Only the pictures are to be left out; set down the rest of the records exactly.

───── DATA TO PROCESS

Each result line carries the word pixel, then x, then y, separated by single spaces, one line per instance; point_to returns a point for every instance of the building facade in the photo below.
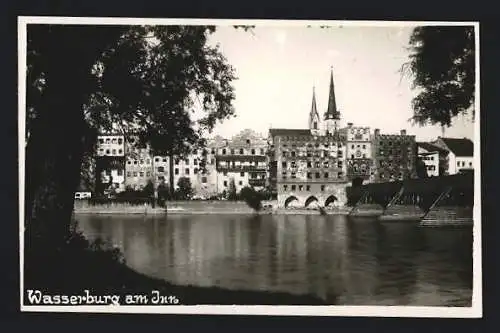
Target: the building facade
pixel 308 166
pixel 460 154
pixel 395 156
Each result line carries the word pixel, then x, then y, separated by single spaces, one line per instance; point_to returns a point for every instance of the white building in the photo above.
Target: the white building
pixel 460 153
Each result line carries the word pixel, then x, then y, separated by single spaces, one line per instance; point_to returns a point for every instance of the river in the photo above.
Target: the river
pixel 344 261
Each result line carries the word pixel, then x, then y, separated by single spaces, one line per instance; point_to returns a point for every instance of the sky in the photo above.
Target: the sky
pixel 278 66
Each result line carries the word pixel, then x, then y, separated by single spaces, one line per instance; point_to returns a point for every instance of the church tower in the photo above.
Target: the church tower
pixel 332 115
pixel 314 121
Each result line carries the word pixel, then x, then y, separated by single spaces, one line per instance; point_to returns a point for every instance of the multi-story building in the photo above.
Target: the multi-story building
pixel 359 153
pixel 309 165
pixel 395 156
pixel 110 162
pixel 460 154
pixel 433 157
pixel 242 160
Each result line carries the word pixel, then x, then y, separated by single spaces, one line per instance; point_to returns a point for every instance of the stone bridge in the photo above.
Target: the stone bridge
pixel 309 194
pixel 421 194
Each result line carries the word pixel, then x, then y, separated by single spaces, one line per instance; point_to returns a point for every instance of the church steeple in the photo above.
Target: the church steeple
pixel 314 115
pixel 332 112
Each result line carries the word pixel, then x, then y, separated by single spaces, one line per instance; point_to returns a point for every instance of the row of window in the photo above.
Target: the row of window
pixel 463 164
pixel 111 141
pixel 301 187
pixel 317 164
pixel 110 151
pixel 317 175
pixel 310 154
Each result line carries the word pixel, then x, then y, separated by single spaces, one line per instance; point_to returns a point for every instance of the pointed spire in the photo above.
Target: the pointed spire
pixel 314 110
pixel 332 112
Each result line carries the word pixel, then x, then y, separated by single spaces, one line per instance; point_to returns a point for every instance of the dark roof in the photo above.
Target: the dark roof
pixel 460 147
pixel 430 147
pixel 289 131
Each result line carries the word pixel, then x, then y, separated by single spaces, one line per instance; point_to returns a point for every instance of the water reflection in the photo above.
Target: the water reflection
pixel 358 262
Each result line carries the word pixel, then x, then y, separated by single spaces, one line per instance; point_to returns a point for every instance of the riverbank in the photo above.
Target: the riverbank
pixel 198 208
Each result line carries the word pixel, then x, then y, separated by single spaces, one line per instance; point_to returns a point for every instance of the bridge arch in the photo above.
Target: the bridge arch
pixel 310 200
pixel 330 199
pixel 290 199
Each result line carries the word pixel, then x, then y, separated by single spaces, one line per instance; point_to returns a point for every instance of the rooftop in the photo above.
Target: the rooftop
pixel 460 147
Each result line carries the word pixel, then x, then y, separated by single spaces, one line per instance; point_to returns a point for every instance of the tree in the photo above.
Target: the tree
pixel 185 190
pixel 94 78
pixel 252 198
pixel 231 193
pixel 442 65
pixel 421 168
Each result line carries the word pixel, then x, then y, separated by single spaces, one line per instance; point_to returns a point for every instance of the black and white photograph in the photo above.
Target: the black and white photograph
pixel 261 167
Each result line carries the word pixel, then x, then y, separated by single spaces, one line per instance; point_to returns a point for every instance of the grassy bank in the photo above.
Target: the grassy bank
pixel 82 265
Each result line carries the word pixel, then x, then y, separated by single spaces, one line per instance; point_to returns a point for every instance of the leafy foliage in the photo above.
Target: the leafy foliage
pixel 231 192
pixel 185 190
pixel 252 198
pixel 442 65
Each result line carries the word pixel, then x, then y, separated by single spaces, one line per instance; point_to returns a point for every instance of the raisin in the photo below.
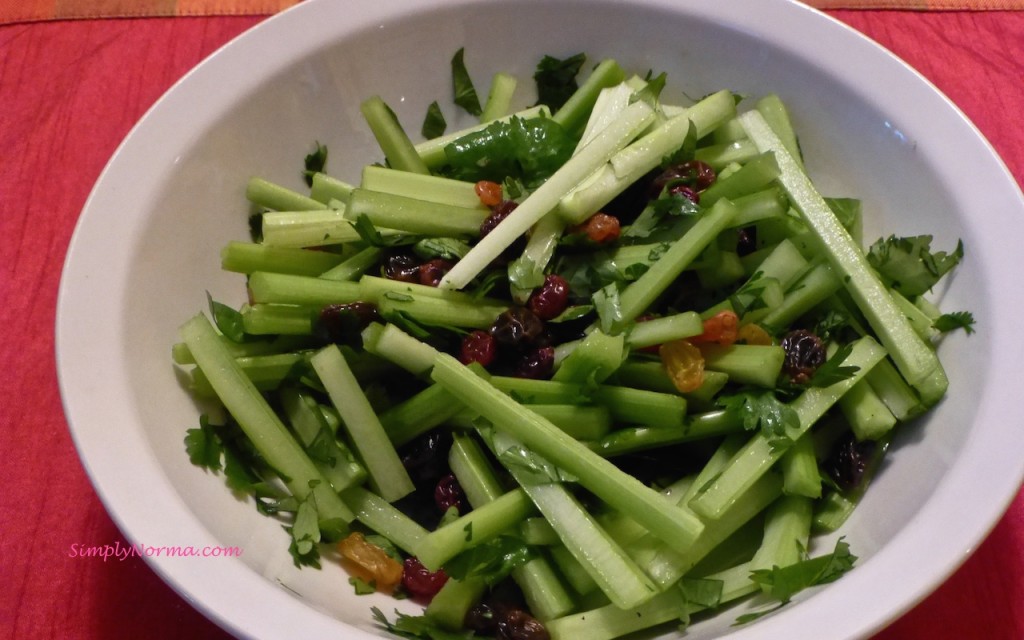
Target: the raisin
pixel 449 494
pixel 421 584
pixel 695 174
pixel 804 353
pixel 401 266
pixel 537 365
pixel 431 272
pixel 342 324
pixel 478 346
pixel 517 328
pixel 518 625
pixel 551 299
pixel 849 461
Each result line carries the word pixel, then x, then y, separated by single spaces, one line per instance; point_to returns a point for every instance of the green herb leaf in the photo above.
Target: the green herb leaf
pixel 556 79
pixel 314 163
pixel 908 265
pixel 491 561
pixel 433 123
pixel 954 320
pixel 464 92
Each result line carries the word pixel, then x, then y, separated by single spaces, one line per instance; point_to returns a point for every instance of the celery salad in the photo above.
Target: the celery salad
pixel 605 364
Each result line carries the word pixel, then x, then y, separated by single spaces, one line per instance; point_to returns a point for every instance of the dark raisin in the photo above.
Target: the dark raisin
pixel 849 461
pixel 401 266
pixel 342 324
pixel 804 353
pixel 551 299
pixel 536 365
pixel 432 271
pixel 421 584
pixel 449 494
pixel 426 457
pixel 498 213
pixel 695 174
pixel 478 346
pixel 517 328
pixel 518 625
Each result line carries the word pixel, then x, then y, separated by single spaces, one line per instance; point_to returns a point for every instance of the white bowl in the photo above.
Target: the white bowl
pixel 145 252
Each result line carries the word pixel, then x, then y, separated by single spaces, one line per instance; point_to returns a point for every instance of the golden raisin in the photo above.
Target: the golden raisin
pixel 488 193
pixel 684 365
pixel 721 328
pixel 369 562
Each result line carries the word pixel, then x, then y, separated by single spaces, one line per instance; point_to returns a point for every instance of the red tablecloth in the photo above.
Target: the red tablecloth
pixel 71 90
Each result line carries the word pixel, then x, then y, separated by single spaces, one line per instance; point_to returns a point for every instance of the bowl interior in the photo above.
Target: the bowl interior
pixel 147 252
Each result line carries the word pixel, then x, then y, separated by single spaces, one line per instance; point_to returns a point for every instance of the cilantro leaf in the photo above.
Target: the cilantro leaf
pixel 908 265
pixel 314 163
pixel 433 123
pixel 556 79
pixel 955 320
pixel 464 92
pixel 833 370
pixel 492 561
pixel 203 445
pixel 762 410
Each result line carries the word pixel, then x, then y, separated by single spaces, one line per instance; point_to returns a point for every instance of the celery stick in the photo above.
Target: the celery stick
pixel 384 518
pixel 301 290
pixel 745 364
pixel 787 531
pixel 603 560
pixel 572 114
pixel 477 526
pixel 599 476
pixel 392 139
pixel 395 345
pixel 355 265
pixel 759 455
pixel 914 358
pixel 414 216
pixel 432 152
pixel 800 467
pixel 868 417
pixel 641 293
pixel 270 196
pixel 429 187
pixel 270 320
pixel 547 196
pixel 666 329
pixel 632 163
pixel 249 257
pixel 259 421
pixel 327 188
pixel 387 474
pixel 499 97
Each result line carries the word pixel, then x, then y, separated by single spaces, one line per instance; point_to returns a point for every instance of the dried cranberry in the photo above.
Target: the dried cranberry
pixel 478 346
pixel 401 266
pixel 551 299
pixel 693 173
pixel 804 353
pixel 536 365
pixel 421 584
pixel 432 271
pixel 449 494
pixel 518 625
pixel 342 324
pixel 498 213
pixel 849 461
pixel 517 328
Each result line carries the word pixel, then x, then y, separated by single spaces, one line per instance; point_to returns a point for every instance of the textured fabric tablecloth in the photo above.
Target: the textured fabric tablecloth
pixel 70 90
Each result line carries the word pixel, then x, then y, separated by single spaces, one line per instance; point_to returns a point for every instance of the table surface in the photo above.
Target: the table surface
pixel 69 93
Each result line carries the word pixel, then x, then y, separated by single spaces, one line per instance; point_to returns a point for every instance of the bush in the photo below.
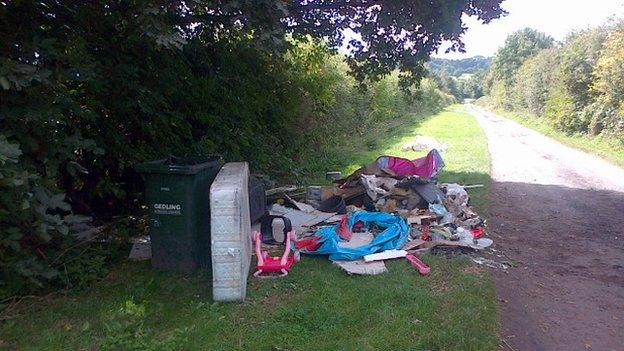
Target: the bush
pixel 81 108
pixel 533 81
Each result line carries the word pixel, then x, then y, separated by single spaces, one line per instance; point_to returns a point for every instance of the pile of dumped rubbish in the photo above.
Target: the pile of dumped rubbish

──────────

#### SOLVED EXERCISE
Each result line carries the word pixel, then x, then y, separated by single spaces, one line per instance; point_to returns a point for every instance of the building facade in the photo below.
Target: the building facade
pixel 308 166
pixel 460 154
pixel 395 156
Each result line carries the word pixel, then x, then y, separated by single spaces, one line per instance; point_to returns a point for every instance of the white building in the photo above.
Target: the white building
pixel 460 153
Each result line carries the word pixel, then x, then y, separated by single spaces, one line per instance; point_to returns a point for every instance of the river in the photo above.
Target: the river
pixel 344 261
Each result line carries the word pixel, then x, then y, separated by single spaces, one line per instance; point_to returns a point for every instance of the sky in the photo above.
Target: the sky
pixel 278 66
Each result line carries the word pixel, then x, then y, separated by single spaces, one line per instance; point_to returns a point for every instance of the church tower in the photo above.
Target: the church tower
pixel 332 115
pixel 314 121
Each result line carries the word pixel, then x, then y, separated by single spaces, one line per instance; point_to returns a point for every instance of the multi-story building in the photo above.
Target: the multi-story building
pixel 359 153
pixel 309 165
pixel 395 156
pixel 110 162
pixel 460 154
pixel 433 157
pixel 242 160
Each result line carries the word pixel, then x, then y, separated by single spaces, one line per instance; point_to returns a point for every instance of the stone bridge in the photo above.
Target: the stone bridge
pixel 309 194
pixel 421 194
Each result line carries the word pixel, then x, then y, separated by single spaces, one line per instance; point_to returns a point for every instance of the church steeple in the photo above.
Target: the church steeple
pixel 314 115
pixel 332 112
Each result line carries the word pixel, then x, then y, separated by single spaces, one line per instance; point_to returns a point for every instance of the row of window in the photo above.
Target: the row of window
pixel 463 164
pixel 111 141
pixel 301 187
pixel 317 164
pixel 110 151
pixel 317 175
pixel 310 154
Each result line carries the word pixel, then x, then y, separated by single spaces, one line per instance; point_to returns a point for every instance of the pointed spire in the photo above.
Target: the pointed spire
pixel 314 110
pixel 332 112
Each result line carries the word pixel, then x, then y, separated by single spaces, one line per instance; point_to returns a point for every instance of the dark roof in the photo above.
Target: the dark roof
pixel 460 147
pixel 430 147
pixel 289 131
Each result line carries the word pixel, then x, then y, separated by single spaces, one line per instance; point_to returns a point for every instance of the water reflection in the photo above.
Target: the water reflection
pixel 358 262
Each result line carries the word pixel, then x, then y, separated by single spaces, one line per instance; point_to returns a point for every instance of the riverbank in the photo above.
Target: the riverbank
pixel 198 208
Each result line carries the word pixel, then x, then y, separated by single spaces, one line per instance; point_to returns a point for every instance of the bridge arch in the photo above.
Target: the bridge arch
pixel 310 200
pixel 330 199
pixel 290 199
Each result line carries the word pixel, then x, then y, separated by single spaces, one line per instance; point_to returns a point for every instance of the rooftop in the photo above.
Target: the rooftop
pixel 460 147
Each result line carries the word pixel, then x, then y, separated by single spaces, one line per instance; point_to returns a point for every instance of the tree in the photo above.
Target: the tree
pixel 185 190
pixel 94 78
pixel 252 198
pixel 231 193
pixel 442 65
pixel 421 168
Each result line carries the word pixel, then x, then y, separated by single spaces, one line per instance; point_to returns a point for every instance of the black and white photograph in the photo above.
Target: the black and white photograph
pixel 261 167
Each result line carries the word pixel, then x, then y, separated by single spaces, one line per instance; point_to returns a point for every instance of the grassy bank in the photo above.
Target: the grassy bank
pixel 82 265
Each result line carries the word pixel, then x, then y, separated by single spaces, one line per instance; point_to returns a point for every instance of the leafy foliage in the photo above.
Target: the leafy foliage
pixel 231 192
pixel 185 190
pixel 252 198
pixel 442 65
Each result line carries the word pixel, then x, then y, separated by single spaces, one line per instance; point_to returns a point for every instance of the raisin in the photo below.
Target: the raisin
pixel 449 494
pixel 421 584
pixel 695 174
pixel 804 353
pixel 401 266
pixel 537 365
pixel 431 272
pixel 342 324
pixel 478 346
pixel 517 328
pixel 518 625
pixel 551 299
pixel 849 461
Each result line carries the word pixel, then x, then y, separated by single spaces, one line per instance; point_to returns a point for every instance of the green herb leaf in the photo above.
Target: the green herb leaf
pixel 556 79
pixel 314 163
pixel 908 265
pixel 491 561
pixel 433 123
pixel 954 320
pixel 464 92
Each result line carries the word pixel, then x, then y, separated by single spaces, one line per instance; point_to returns a point for every instance of the celery salad in the photo above.
Target: the celery salad
pixel 605 364
Each result line carries the word pixel, then x, then y, separated by single spaces, one line per instance; point_to returns a point for every instance of the dark raisin in the photo above.
Target: the dark raisin
pixel 849 461
pixel 401 266
pixel 342 324
pixel 804 353
pixel 551 299
pixel 536 365
pixel 432 271
pixel 421 584
pixel 449 494
pixel 426 457
pixel 498 213
pixel 695 174
pixel 478 346
pixel 517 328
pixel 518 625
Each result line carries the word pixel, then x, then y, separated by single spaces, one line per instance; point_to returns a point for every instance of the white bowl in the photo above.
Target: the white bowl
pixel 145 252
Each result line carries the word pixel, then x, then y, separated by single spaces, one line per instance; point_to returns a point for every instance of the golden raisin in the photo above.
Target: the golden raisin
pixel 488 193
pixel 684 365
pixel 721 328
pixel 369 562
Each result line carries the word pixel, then x, then y, separated by single spaces, one line per instance; point_to returns a point for every instance of the red tablecloth in the photo above.
Target: the red tablecloth
pixel 71 90
Each result line carries the word pixel, then x, then y, separated by single spaces, one line per instance; point_to returns a point for every instance of the bowl interior in the photo above.
Target: the bowl interior
pixel 147 252
Each result line carries the word pixel, then x, then y, separated by single spaces, one line per instance; point_to returns a point for every instance of the cilantro leaf in the photo above.
Target: the cilantro leaf
pixel 908 265
pixel 314 163
pixel 433 123
pixel 556 79
pixel 955 320
pixel 464 92
pixel 833 370
pixel 492 561
pixel 203 445
pixel 762 410
Each result line carries the word pixel, then x, then y, separated by single spaces, one line per instance; point_to returns a point for every instance of the celery stick in the photo above.
Target: the celery stick
pixel 384 518
pixel 301 290
pixel 745 364
pixel 787 531
pixel 603 560
pixel 572 114
pixel 477 526
pixel 599 476
pixel 392 139
pixel 395 345
pixel 355 265
pixel 759 455
pixel 914 358
pixel 414 216
pixel 432 152
pixel 800 467
pixel 868 417
pixel 641 293
pixel 270 196
pixel 429 187
pixel 270 320
pixel 547 196
pixel 666 329
pixel 632 163
pixel 249 257
pixel 259 421
pixel 327 188
pixel 387 474
pixel 499 97
Each result line carries the word pixel, then x, then y, separated by single spaces, one line per instance; point_to returns a point for every instance of the dried cranberry in the photo above.
Target: the dried cranberry
pixel 478 346
pixel 401 266
pixel 551 299
pixel 693 173
pixel 804 353
pixel 536 365
pixel 421 584
pixel 432 271
pixel 449 494
pixel 518 625
pixel 342 324
pixel 498 213
pixel 849 461
pixel 517 328
Each result line carries the word pixel, then x, then y, separated by single spaces, one line per instance; point_to returns a point for every instance of the textured fabric tablecloth in the photo above.
Target: the textured fabric tablecloth
pixel 70 90
Each result line carries the word pixel, then x, then y, separated by single spaces, one line per instance; point_to returns a point for every instance of the table surface in the photo above.
Target: the table surface
pixel 69 93
Each result line carries the word pixel, then x, then y, separated by single spaces, one line per instance; point_to returns a point for every instance of the bush in the photo below.
Target: the bush
pixel 81 108
pixel 533 81
Each result line carries the word pixel, then x, then y, separated by single spaces, one line per instance; point_to returns a point for every instance of the pile of dumped rubbish in the photo above.
Target: the pile of dumped rubbish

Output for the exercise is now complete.